** START Data shown **
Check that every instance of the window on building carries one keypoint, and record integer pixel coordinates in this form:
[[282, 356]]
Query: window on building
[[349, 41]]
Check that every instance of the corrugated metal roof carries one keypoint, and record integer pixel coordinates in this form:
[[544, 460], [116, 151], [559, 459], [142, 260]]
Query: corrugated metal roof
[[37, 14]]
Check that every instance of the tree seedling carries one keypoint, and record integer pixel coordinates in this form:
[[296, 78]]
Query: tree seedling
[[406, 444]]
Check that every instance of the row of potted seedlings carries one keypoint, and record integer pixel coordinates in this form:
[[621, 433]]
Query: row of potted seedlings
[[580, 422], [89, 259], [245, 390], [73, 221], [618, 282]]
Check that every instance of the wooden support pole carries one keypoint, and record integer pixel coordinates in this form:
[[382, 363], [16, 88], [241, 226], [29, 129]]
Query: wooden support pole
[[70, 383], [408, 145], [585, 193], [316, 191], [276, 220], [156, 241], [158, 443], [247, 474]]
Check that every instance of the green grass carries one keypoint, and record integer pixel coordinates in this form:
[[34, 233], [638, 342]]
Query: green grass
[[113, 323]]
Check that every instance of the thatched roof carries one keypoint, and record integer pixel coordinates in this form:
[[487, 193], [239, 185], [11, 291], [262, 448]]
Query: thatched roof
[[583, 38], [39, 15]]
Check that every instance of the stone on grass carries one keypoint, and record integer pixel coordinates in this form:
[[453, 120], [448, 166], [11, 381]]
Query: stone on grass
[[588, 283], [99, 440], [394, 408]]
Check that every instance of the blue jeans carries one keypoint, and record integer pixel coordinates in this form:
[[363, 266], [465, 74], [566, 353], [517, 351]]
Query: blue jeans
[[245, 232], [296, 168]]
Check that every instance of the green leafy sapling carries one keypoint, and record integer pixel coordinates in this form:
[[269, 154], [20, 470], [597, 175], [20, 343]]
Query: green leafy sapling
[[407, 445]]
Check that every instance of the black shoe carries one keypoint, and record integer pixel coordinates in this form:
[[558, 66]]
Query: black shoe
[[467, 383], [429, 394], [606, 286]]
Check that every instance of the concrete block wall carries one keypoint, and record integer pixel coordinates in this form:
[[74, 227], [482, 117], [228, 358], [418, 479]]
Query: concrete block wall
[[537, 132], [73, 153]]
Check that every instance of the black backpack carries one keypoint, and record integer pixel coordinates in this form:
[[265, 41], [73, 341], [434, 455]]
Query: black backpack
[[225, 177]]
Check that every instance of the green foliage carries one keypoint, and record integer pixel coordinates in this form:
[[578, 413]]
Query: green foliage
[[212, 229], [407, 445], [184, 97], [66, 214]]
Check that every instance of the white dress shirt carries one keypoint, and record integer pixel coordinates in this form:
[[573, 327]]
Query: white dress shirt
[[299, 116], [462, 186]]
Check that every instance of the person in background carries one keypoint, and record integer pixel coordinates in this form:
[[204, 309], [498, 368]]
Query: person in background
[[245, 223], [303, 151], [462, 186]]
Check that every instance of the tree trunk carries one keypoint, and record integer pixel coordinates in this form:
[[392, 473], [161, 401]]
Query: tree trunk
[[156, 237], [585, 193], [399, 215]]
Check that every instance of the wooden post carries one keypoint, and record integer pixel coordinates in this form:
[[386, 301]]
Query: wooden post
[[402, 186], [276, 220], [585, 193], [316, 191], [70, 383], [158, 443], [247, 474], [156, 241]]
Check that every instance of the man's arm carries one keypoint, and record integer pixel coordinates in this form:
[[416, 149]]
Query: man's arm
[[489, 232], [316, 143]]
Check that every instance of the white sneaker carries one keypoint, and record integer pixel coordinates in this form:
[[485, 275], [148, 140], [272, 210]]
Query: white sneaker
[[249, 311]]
** END Data shown **
**Prompt**
Render every line of the listing above as a Markdown table with the columns Row and Line, numbering the lines in order and skipping any blank lines.

**Written solution**
| Row | Line |
|---|---|
| 1 | Check that every instance of the window on building carries one keypoint, and record integer pixel coordinates in this form: |
| 2 | [[282, 356]] |
| 3 | Query: window on building |
| 4 | [[349, 41]] |
| 5 | Check that every instance of the corrugated metal roof carries one keypoint, and record integer pixel coordinates in this form: |
| 6 | [[544, 460], [116, 151], [559, 459], [142, 260]] |
| 7 | Query: corrugated metal roof |
| 8 | [[37, 14]] |
| 9 | Check that every instance of the tree seedling carries one keypoint, and record integer pixel coordinates in this form: |
| 10 | [[296, 78]] |
| 11 | Query: tree seedling |
| 12 | [[406, 444]] |
| 13 | Check that every instance of the row of potted seedlings carries one keypoint, and record integer pixel coordinates in this form: |
| 14 | [[621, 433]] |
| 15 | Query: row of potted seedlings |
| 16 | [[580, 422], [89, 259], [245, 390], [73, 221], [618, 282]] |
| 17 | Check that every instance of the wooden support pole carries one keypoint, and record integer pixel coordinates in this form: |
| 18 | [[382, 363], [16, 88], [241, 226], [29, 129]] |
| 19 | Query: wooden support pole |
| 20 | [[70, 383], [408, 145], [585, 193], [316, 191], [276, 220], [156, 241], [158, 443], [247, 474]] |
| 21 | Check that every instance of the green grass carries one keypoint, and record integer pixel coordinates in this form: |
| 22 | [[34, 233], [638, 342]] |
| 23 | Query: green grass |
| 24 | [[113, 323]] |
| 25 | Check that every instance of the thatched roof carries one keypoint, and record integer pixel coordinates in this form: |
| 26 | [[487, 193], [239, 185], [11, 291], [262, 448]] |
| 27 | Query: thatched roof |
| 28 | [[583, 38], [39, 15]] |
| 29 | Check that every instance of the stone on grass carries one keypoint, and record integer pixel coordinates in this form: |
| 30 | [[453, 120], [448, 166], [11, 381]] |
| 31 | Query: stone on grass |
| 32 | [[588, 283], [99, 440], [394, 408]] |
| 33 | Check that every instance of the blue jeans carries one keypoint, and record integer pixel coordinates in this form: |
| 34 | [[363, 266], [465, 74], [566, 353], [517, 351]] |
| 35 | Query: blue jeans |
| 36 | [[245, 232], [296, 168]] |
| 37 | Check that every instance of the green leafy sapling carries one keypoint, and record integer pixel coordinates in this form: |
| 38 | [[269, 154], [20, 470], [597, 175], [20, 343]] |
| 39 | Query: green leafy sapling |
| 40 | [[407, 445]] |
| 41 | Check that every instance of the black shoe carries one keypoint, and record integer pixel coordinates in this form: |
| 42 | [[558, 66]] |
| 43 | Query: black shoe |
| 44 | [[467, 383], [429, 394], [606, 286]] |
| 45 | Check that every instance of the concrete block wall carries one keypoint, and record integer pixel coordinates in this form: |
| 46 | [[74, 227], [482, 117], [228, 358], [418, 479]] |
| 47 | Query: concrete block wall |
| 48 | [[537, 132], [73, 153]] |
| 49 | Check that every instance of the black backpack carries one keypoint, and record integer pixel coordinates in this form: |
| 50 | [[265, 41], [73, 341], [434, 455]] |
| 51 | Query: black backpack |
| 52 | [[225, 177]] |
| 53 | Check that every instance of the green foliage carries one keypoint, and record integer pixel coordinates in this form: |
| 54 | [[578, 413]] |
| 55 | Query: green foliage |
| 56 | [[212, 229], [407, 445], [184, 97], [66, 214]] |
| 57 | Check that every instance of the white dress shirt carries one keypoint, and record integer pixel coordinates in this form: |
| 58 | [[573, 327]] |
| 59 | Query: white dress shirt |
| 60 | [[299, 116], [462, 186]] |
| 61 | Check that every instance of the person in background carries one keypoint, and record integer pixel coordinates in this form: |
| 62 | [[204, 309], [498, 368]] |
| 63 | Query: person in background |
| 64 | [[245, 223], [303, 151], [462, 186]] |
| 65 | Check that every instance of the tree trunk carries one keypoint, and record integer pixel coordinates in this form: |
| 66 | [[392, 473], [161, 401]] |
| 67 | Query: tree trunk |
| 68 | [[156, 237], [585, 193], [399, 215]] |
| 69 | Check that every instance of the wooden post carries one keypoint, and record integer pixel coordinates in this form: |
| 70 | [[386, 301]] |
| 71 | Query: wooden post |
| 72 | [[402, 186], [276, 220], [585, 193], [316, 191], [70, 383], [158, 443], [247, 474], [156, 241]] |
| 73 | Check that every instance of the man's arm carries one keypoint, and record integer pixel coordinates in this form: |
| 74 | [[416, 149]] |
| 75 | Query: man's arm |
| 76 | [[489, 232], [316, 143]] |
| 77 | Check that every instance of the white sneaker carries one keypoint, and record integer pixel coordinates in this form: |
| 78 | [[485, 275], [148, 140], [272, 210]] |
| 79 | Query: white sneaker |
| 80 | [[249, 311]] |